▸ About this exercise
Copy out all lines from the entries below in which "each" occurs.

(The data begins)

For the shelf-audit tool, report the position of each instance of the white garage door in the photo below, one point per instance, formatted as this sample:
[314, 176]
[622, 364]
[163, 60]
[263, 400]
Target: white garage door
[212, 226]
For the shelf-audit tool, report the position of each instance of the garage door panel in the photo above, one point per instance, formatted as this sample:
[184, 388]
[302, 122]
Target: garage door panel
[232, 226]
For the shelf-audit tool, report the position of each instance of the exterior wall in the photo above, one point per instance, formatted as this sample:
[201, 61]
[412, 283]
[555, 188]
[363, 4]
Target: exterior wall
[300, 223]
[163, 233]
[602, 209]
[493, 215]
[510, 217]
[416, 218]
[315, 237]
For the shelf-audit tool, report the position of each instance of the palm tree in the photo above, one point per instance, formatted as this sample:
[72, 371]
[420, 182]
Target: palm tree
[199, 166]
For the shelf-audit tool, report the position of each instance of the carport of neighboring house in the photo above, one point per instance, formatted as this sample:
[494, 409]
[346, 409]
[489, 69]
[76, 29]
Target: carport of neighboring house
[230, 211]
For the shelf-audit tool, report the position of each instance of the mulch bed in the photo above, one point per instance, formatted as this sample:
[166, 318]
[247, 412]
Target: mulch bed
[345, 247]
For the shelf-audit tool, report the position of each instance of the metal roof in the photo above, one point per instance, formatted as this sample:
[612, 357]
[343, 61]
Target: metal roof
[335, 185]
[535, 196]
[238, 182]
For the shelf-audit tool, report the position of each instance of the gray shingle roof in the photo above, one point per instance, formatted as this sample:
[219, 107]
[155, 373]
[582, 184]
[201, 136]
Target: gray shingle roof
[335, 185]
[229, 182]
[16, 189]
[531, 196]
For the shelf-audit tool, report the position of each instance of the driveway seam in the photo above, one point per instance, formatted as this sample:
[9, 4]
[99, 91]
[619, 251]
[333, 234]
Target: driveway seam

(The data ends)

▸ Written response
For the shelf-audit tool, report the position of each instance of the white garage door in the photo below, one point per instance, formatted as this sample:
For the shelf-audit tool, report the position of each instance of the garage door panel in the photo above, one point per instance, formatted as this sample:
For the shelf-audit tool, report the position of each instance of the exterior wall in the photo above, one point per instance, formatted as this sample:
For the shelf-audit tool, report the position of each instance of the palm tree in the photo above, one point per instance, formatted as this sample:
For the shelf-audit tool, report the position of each instance of the carport of neighboring house in the photo above, one point per instance, formatted as this sample:
For the shelf-audit tool, report the position of each instance of the mulch bed in the photo above, one point per instance, formatted as this sample:
For the shelf-audit tool, report the position of each instance of the metal roof in the photo above, one point per instance, formatted as this sample:
For the shelf-audit tool, report the position of each instance of the gray shingle roof in the photo above, one point per instance, formatted as this sample:
For the shelf-audit tool, report the position of each instance of the driveway seam in the photo above, one point per instance, formatted as this sample:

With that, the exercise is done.